**Aim**
Restate the stretch of the passage on India's cleanest railway stations from "The Ministry of" through "for cleanliness ranking.", changing "campaign" to "initiative".

**Passage shown**
Top Cleanest Railway Station
- NSG Category: Jaipur
- SG Category: Andheri

Indian Railways
- Board: Ministry of Railways
- Programme: Swachh Rail, Swachh Bharat
- Country: India

= List of cleanest railway stations in India =

The Ministry of Railways launched "Swachh Rail, Swachh Bharat" campaign in 2015 to improve cleanliness standards of trains, stations and experience for Indian passengers. The campaign was introduced in 2015-2016 Railway Budget. The survey is conducted across 720 major railway stations including NSG Category and SG Category stations for cleanliness ranking.

The survey is commissioned by the Environment & Housekeeping Management Directorate - Railway Board, Ministry of Railways. The survey is conducted by Indian Railway Catering and Tourism Corporation.

**Information shown**
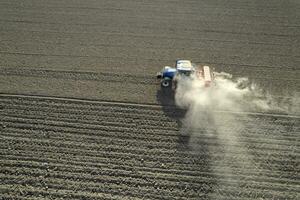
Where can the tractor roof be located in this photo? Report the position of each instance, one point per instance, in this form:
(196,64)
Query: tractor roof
(184,65)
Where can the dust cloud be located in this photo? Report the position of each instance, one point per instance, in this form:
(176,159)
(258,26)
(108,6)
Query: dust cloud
(217,115)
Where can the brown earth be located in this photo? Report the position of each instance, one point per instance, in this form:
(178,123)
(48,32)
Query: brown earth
(82,116)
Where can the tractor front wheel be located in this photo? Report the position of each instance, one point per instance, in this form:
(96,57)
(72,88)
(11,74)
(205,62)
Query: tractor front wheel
(166,83)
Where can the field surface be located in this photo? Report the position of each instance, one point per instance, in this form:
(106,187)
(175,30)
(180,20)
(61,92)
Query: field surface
(83,117)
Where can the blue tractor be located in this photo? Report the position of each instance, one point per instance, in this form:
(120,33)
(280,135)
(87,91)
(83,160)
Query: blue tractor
(168,75)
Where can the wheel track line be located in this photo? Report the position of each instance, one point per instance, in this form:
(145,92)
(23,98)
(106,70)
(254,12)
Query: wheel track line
(154,144)
(59,127)
(133,133)
(95,179)
(24,159)
(189,193)
(161,144)
(286,137)
(69,135)
(104,121)
(57,192)
(130,123)
(137,105)
(40,124)
(93,187)
(146,174)
(132,154)
(192,190)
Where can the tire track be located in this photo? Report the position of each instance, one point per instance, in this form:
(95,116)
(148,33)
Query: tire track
(80,148)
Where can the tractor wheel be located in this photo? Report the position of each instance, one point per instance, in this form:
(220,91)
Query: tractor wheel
(166,83)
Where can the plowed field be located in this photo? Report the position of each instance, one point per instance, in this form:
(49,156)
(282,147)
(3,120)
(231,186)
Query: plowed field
(83,117)
(64,148)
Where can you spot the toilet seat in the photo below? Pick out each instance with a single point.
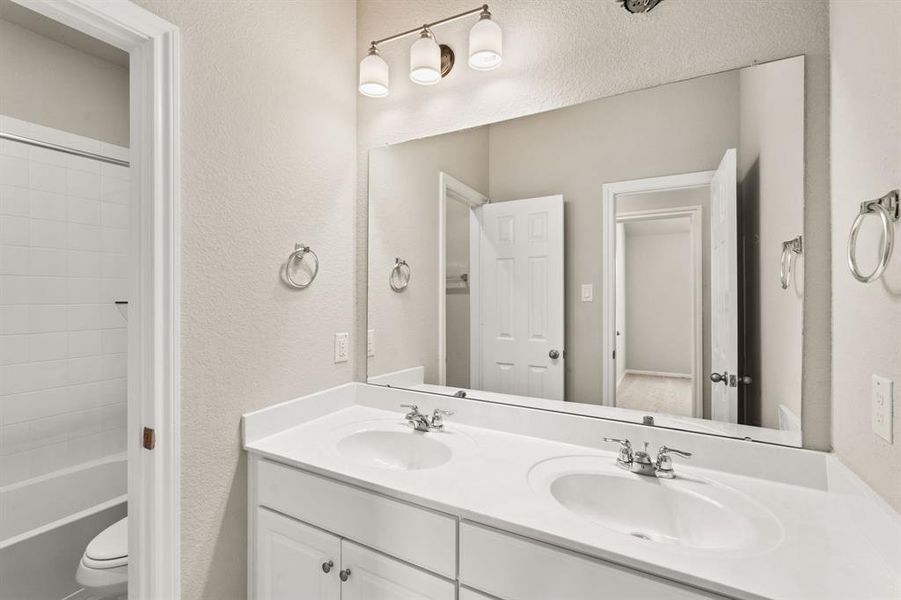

**Exercise solution**
The Ministry of Railways launched "Swachh Rail, Swachh Bharat" initiative in 2015 to improve cleanliness standards of trains, stations and experience for Indian passengers. The initiative was introduced in 2015-2016 Railway Budget. The survey is conducted across 720 major railway stations including NSG Category and SG Category stations for cleanliness ranking.